== Data for analysis ==
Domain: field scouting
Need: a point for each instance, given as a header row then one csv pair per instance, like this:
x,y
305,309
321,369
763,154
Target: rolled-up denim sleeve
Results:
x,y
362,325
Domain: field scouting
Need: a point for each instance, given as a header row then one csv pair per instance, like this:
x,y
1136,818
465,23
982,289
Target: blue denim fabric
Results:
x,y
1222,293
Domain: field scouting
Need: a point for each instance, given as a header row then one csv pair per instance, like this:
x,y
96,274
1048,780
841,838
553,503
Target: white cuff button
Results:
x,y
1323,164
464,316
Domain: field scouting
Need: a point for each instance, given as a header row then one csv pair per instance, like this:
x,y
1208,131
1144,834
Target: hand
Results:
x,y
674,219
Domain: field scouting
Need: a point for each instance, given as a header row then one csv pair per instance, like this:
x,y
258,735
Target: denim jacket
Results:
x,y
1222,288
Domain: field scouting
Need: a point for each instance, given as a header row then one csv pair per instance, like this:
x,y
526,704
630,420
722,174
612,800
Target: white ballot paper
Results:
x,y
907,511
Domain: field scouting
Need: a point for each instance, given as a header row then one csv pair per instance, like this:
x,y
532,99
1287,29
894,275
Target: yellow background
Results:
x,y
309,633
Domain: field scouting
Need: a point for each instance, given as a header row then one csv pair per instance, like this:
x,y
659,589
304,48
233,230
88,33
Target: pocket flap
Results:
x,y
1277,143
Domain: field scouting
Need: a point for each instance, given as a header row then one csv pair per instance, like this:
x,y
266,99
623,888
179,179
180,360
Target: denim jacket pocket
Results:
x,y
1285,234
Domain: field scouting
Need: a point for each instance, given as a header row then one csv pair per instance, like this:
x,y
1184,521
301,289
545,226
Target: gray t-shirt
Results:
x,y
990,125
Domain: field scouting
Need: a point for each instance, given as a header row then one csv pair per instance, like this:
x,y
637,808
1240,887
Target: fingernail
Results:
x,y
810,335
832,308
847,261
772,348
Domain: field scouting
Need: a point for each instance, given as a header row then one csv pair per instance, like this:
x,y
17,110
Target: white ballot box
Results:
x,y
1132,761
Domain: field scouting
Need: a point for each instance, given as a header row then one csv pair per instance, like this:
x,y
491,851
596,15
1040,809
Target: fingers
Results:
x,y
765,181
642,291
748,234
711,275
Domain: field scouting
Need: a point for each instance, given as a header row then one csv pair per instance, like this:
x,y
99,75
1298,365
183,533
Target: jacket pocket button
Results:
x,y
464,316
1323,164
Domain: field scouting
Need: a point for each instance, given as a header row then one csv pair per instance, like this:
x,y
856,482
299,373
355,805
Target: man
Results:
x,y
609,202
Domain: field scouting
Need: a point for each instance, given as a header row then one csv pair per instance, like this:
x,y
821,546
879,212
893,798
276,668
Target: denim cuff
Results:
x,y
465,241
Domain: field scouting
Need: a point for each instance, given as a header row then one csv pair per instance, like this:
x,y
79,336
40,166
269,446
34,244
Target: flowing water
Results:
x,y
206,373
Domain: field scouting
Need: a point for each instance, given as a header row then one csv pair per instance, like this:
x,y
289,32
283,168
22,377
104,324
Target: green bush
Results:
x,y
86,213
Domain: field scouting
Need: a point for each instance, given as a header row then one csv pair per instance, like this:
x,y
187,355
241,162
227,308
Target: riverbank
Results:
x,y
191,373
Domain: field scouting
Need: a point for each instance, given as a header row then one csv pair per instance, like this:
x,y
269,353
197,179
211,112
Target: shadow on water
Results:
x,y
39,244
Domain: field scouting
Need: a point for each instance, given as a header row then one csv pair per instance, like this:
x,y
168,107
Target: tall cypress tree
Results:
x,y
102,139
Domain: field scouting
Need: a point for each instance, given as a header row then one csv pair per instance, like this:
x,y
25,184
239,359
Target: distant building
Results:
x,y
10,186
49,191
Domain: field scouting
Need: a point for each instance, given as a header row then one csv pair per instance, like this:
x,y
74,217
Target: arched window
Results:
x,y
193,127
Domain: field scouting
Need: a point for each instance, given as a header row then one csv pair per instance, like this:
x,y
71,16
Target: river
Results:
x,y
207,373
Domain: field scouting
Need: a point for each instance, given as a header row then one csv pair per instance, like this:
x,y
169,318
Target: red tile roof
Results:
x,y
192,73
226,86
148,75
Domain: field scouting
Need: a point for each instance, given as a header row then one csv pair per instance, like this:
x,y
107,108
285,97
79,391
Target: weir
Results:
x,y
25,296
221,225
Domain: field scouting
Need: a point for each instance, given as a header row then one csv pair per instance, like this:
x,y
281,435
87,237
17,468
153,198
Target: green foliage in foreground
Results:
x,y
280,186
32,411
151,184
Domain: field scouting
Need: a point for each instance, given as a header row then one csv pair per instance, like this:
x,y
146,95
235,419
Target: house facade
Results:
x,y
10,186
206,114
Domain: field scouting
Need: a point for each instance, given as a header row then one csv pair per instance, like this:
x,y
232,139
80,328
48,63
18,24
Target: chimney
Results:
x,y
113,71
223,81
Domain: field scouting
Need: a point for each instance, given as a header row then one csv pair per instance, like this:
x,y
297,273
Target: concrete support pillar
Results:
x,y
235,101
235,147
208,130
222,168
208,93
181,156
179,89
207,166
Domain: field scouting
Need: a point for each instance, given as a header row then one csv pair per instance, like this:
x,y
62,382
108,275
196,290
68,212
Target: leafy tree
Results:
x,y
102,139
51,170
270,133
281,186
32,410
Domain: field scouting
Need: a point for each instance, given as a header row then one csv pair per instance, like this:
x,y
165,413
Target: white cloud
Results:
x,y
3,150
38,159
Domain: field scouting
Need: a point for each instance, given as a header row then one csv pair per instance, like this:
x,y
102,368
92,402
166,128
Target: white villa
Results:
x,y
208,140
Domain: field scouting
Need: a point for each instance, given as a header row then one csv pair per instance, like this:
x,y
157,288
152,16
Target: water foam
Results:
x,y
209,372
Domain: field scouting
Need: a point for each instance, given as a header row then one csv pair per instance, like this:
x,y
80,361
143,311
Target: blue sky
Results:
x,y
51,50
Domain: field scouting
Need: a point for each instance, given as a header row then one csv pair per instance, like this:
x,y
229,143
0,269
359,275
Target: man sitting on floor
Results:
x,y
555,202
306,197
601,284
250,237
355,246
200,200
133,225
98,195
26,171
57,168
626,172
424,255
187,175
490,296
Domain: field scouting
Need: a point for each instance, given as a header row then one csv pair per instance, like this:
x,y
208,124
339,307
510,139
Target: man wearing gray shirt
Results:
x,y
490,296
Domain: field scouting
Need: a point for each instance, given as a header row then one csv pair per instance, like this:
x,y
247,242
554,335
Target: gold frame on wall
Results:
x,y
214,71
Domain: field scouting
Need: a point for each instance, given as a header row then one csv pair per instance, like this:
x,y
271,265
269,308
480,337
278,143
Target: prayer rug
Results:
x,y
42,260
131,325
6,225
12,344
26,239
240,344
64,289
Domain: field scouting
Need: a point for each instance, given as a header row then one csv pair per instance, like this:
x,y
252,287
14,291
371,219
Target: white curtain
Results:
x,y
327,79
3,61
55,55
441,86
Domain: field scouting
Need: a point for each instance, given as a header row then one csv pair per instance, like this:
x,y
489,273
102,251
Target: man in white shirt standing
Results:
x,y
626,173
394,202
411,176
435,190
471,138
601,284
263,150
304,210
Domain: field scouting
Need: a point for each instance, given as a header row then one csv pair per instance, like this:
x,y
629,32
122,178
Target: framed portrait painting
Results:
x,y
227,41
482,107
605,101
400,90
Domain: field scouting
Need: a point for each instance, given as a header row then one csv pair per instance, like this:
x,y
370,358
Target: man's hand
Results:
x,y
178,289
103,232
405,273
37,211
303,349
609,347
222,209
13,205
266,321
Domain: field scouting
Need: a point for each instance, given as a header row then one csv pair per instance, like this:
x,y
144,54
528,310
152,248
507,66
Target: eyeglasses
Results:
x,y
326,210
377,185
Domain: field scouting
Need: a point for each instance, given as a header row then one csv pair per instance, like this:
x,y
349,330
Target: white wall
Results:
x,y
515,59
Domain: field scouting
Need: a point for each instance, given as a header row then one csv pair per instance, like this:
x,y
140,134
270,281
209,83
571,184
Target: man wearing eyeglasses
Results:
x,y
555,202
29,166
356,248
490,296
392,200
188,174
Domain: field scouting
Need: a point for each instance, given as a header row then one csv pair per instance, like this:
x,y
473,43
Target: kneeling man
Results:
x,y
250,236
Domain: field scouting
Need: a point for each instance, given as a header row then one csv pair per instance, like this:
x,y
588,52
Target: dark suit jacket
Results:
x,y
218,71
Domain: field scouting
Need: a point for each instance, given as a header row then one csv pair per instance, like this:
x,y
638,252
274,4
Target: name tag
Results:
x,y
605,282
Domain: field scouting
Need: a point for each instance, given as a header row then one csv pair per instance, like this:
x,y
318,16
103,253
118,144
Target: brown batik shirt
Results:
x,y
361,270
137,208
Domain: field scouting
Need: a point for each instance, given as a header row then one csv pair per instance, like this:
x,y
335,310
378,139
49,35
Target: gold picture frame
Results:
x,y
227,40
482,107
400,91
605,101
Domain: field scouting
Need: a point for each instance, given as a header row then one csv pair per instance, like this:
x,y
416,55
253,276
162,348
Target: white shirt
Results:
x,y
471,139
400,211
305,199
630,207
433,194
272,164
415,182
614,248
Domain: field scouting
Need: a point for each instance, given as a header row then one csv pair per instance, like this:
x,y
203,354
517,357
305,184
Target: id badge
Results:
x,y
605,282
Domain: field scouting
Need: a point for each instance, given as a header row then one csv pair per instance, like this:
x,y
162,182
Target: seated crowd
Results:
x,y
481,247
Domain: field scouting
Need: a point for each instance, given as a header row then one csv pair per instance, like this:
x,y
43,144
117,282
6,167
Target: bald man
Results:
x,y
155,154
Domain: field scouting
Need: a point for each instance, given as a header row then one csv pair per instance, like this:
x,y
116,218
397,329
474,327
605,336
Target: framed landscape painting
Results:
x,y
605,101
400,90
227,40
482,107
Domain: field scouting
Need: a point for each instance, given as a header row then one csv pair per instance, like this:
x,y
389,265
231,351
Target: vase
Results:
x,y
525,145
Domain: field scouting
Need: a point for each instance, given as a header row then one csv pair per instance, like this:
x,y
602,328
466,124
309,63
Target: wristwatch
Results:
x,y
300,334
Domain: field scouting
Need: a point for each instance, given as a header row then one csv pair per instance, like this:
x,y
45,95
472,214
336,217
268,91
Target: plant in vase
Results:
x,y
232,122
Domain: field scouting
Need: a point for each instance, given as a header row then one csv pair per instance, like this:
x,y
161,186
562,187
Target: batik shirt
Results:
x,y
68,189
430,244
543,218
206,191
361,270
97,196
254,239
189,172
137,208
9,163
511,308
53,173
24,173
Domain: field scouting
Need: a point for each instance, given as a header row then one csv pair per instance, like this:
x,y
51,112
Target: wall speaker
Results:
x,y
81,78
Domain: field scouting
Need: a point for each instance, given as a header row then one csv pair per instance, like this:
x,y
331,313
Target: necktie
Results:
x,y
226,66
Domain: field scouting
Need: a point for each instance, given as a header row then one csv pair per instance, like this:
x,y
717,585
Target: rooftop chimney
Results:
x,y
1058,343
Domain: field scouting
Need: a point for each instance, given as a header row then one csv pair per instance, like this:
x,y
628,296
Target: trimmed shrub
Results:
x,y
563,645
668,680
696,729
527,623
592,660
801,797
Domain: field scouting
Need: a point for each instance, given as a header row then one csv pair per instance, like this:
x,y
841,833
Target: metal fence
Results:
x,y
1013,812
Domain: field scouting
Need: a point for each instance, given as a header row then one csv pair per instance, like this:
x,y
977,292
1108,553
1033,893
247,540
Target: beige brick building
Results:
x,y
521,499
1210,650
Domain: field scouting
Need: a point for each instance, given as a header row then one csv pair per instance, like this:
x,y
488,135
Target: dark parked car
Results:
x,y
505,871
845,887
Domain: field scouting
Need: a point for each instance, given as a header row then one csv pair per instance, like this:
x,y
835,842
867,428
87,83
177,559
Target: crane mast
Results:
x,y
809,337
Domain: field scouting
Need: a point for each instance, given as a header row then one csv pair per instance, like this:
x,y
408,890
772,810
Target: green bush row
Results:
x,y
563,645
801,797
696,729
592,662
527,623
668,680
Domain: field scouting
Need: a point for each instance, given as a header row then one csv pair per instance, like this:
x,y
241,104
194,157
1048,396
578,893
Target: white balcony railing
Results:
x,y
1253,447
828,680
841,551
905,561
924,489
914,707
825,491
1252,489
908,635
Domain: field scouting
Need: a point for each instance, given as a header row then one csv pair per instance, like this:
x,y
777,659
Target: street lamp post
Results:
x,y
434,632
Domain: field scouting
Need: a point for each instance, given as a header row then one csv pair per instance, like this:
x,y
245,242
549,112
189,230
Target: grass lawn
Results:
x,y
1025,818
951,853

== Exercise prompt ==
Only the lines from the opening of the material through the line with "Target: fingernail" should be echoed, exactly as written.

== Response area ==
Domain: field scouting
Need: a point for each instance, given as a header row then one csv pair per instance, like this:
x,y
305,309
321,369
763,154
Target: rolled-up denim sleeve
Results:
x,y
362,325
Domain: field scouting
Need: a point for each instance, given as a header row then one csv pair per instance, like this:
x,y
1136,818
465,23
982,289
Target: blue denim fabric
Results:
x,y
1222,293
Domain: field scouting
Need: a point for each instance, given as a header row then one csv pair per instance, like this:
x,y
96,274
1048,780
841,838
553,503
Target: white cuff button
Results:
x,y
1323,164
464,316
Domain: field scouting
Need: a point for each instance, given as a header row then one csv pair per instance, like this:
x,y
1208,131
1144,834
Target: hand
Results:
x,y
674,219
Domain: field scouting
Need: a point for each instance, given as a header row then one csv pair per instance, like this:
x,y
258,735
Target: denim jacket
Results:
x,y
1222,288
Domain: field scouting
Need: a point for each instance, given as a header row then one csv pair per instance, like this:
x,y
526,704
630,420
722,174
612,800
Target: white ballot paper
Results:
x,y
907,511
Domain: field scouting
Need: a point for each instance, given as a header row then one csv pair per instance, like this:
x,y
532,99
1287,29
894,275
Target: yellow background
Results:
x,y
309,633
Domain: field scouting
Need: a point for each instance, given as a header row then one csv pair per instance, like this:
x,y
659,589
304,48
233,230
88,33
Target: pocket flap
Results:
x,y
1277,143
Domain: field scouting
Need: a point for each instance, given as a header row then one csv pair per instance, like this:
x,y
266,99
623,888
179,179
180,360
Target: denim jacket pocket
Results:
x,y
1285,234
Domain: field scouting
Need: a point for each instance, given as a header row then one csv pair per instance, like this:
x,y
1184,521
301,289
545,226
Target: gray t-shirt
Results:
x,y
990,125
Domain: field scouting
Need: a point for each instance, given as a header row then one csv pair per instance, like this:
x,y
637,808
1240,887
Target: fingernail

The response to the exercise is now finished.